**WHAT IS REQUIRED:** Rewrite the records from the start through the line containing "393L350 393L349 374L366", changing "Segment" to "Trace" and leaving everything else as it is.

**GIVEN DATA:**

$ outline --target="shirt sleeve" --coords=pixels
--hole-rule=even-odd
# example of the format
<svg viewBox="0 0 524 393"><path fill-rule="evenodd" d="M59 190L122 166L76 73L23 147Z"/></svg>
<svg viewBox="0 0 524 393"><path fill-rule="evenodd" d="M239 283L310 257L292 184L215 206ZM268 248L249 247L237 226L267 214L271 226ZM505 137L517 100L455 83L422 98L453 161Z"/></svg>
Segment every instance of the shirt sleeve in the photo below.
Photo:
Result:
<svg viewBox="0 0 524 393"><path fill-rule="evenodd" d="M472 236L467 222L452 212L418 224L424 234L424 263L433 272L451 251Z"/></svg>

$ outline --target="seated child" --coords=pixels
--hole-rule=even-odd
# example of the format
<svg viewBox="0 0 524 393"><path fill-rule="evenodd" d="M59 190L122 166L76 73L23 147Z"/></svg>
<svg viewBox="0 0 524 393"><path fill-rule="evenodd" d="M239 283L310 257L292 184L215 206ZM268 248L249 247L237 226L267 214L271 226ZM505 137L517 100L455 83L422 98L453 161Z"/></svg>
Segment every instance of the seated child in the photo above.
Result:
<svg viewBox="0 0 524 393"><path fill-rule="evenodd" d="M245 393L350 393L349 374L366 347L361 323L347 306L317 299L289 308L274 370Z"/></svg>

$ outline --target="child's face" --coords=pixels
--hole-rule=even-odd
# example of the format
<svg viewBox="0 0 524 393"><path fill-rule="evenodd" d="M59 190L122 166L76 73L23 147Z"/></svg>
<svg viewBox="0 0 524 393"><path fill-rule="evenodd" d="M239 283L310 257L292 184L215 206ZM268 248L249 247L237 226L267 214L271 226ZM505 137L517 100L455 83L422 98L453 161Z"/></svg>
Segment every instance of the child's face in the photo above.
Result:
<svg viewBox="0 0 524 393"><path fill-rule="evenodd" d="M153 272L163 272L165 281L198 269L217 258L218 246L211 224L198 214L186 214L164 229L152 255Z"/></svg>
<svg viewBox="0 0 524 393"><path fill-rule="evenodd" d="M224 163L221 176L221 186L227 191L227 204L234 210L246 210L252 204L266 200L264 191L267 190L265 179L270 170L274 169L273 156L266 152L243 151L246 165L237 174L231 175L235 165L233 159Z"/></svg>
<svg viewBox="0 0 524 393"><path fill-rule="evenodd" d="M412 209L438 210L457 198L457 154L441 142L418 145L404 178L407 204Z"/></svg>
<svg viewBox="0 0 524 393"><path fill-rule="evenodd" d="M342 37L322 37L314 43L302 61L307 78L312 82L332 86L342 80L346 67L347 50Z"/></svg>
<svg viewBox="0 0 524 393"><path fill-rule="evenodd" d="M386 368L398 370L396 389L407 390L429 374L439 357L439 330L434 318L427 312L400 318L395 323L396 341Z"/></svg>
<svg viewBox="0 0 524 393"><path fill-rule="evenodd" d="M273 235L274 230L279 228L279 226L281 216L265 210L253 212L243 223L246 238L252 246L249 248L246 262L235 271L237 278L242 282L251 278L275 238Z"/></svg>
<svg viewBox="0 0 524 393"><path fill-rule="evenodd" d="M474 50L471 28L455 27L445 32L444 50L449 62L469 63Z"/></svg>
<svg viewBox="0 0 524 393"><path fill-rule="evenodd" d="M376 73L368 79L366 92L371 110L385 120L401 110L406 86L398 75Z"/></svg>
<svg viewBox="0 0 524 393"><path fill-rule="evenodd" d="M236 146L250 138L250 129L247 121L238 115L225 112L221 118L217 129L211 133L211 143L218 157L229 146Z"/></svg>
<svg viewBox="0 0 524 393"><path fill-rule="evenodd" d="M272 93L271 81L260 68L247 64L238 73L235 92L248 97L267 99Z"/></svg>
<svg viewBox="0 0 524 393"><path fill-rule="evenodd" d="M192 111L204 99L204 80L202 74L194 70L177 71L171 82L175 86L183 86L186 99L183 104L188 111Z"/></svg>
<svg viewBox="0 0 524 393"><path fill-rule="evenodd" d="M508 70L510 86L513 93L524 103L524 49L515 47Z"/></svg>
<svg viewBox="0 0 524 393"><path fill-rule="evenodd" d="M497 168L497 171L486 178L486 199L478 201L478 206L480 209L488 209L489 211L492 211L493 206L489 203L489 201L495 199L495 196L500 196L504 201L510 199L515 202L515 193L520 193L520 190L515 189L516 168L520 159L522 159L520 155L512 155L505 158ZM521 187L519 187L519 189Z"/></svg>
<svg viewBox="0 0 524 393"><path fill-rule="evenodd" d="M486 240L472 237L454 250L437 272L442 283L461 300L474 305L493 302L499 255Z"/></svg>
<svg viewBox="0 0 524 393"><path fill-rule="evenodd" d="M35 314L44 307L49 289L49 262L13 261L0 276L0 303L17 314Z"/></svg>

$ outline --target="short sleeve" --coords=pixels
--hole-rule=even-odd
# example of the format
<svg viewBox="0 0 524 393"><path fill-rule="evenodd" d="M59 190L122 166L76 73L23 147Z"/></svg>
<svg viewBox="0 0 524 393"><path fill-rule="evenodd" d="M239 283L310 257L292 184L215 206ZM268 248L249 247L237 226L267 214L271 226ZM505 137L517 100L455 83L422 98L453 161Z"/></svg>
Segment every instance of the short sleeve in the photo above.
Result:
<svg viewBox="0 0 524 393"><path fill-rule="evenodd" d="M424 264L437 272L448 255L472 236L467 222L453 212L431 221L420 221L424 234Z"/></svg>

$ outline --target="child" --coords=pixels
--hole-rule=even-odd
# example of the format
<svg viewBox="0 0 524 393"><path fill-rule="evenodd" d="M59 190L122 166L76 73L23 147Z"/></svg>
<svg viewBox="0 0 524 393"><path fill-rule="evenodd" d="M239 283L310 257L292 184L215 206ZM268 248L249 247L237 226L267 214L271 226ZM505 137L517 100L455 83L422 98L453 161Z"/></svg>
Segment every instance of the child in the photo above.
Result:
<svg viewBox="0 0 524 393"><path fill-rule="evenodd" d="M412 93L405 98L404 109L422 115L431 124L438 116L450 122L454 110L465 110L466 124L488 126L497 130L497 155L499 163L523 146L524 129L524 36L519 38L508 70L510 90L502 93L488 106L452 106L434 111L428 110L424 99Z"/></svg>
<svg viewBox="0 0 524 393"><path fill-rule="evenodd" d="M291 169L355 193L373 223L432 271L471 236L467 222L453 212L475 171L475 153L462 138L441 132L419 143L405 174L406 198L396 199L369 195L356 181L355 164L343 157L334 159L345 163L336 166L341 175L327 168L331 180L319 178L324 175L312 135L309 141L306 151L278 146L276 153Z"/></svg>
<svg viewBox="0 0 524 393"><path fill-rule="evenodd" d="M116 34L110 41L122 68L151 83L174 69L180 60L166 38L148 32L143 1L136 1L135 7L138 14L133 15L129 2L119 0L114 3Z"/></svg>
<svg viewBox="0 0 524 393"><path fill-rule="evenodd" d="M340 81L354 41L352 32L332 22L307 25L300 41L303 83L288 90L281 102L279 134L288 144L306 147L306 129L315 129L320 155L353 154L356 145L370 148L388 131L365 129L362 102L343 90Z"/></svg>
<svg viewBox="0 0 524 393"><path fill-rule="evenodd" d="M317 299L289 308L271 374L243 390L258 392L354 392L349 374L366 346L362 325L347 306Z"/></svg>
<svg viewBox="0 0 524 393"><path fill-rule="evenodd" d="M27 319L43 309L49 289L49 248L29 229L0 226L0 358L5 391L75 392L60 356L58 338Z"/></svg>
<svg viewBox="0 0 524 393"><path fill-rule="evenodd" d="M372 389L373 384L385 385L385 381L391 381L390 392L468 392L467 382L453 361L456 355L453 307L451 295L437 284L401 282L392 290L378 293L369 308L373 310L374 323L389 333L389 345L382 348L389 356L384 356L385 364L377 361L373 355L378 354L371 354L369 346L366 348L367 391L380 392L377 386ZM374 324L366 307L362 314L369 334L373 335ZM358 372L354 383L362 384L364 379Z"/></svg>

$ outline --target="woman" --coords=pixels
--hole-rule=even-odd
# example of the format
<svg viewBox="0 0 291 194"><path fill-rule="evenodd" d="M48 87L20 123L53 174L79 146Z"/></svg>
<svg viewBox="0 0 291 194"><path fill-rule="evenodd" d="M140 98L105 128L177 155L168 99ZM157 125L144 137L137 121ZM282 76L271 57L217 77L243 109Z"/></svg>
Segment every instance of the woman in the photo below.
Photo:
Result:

**ANSWER FOR THE TASK:**
$ outline --target="shirt sleeve" --coords=pixels
--hole-rule=even-odd
# example of the format
<svg viewBox="0 0 524 393"><path fill-rule="evenodd" d="M59 190L122 166L76 73L23 147Z"/></svg>
<svg viewBox="0 0 524 393"><path fill-rule="evenodd" d="M239 283L310 257L292 184L215 206ZM268 248L249 247L237 226L267 214L271 226ZM505 137L517 100L455 83L422 98L453 161Z"/></svg>
Trace every instance of the shirt sleeve in the photo below.
Photo:
Result:
<svg viewBox="0 0 524 393"><path fill-rule="evenodd" d="M472 236L467 222L452 212L418 224L424 234L424 263L433 272L451 251Z"/></svg>

$ outline --target="seated child" --coords=pixels
--hole-rule=even-odd
# example of the format
<svg viewBox="0 0 524 393"><path fill-rule="evenodd" d="M59 190L122 166L76 73L23 147Z"/></svg>
<svg viewBox="0 0 524 393"><path fill-rule="evenodd" d="M239 283L310 257L292 184L215 206ZM268 248L249 247L237 226L267 214L271 226ZM505 137L517 100L455 83L422 98L453 161Z"/></svg>
Trace every instance of the seated child in the photo above.
Result:
<svg viewBox="0 0 524 393"><path fill-rule="evenodd" d="M245 393L350 393L349 374L366 347L361 323L347 306L317 299L289 308L274 370Z"/></svg>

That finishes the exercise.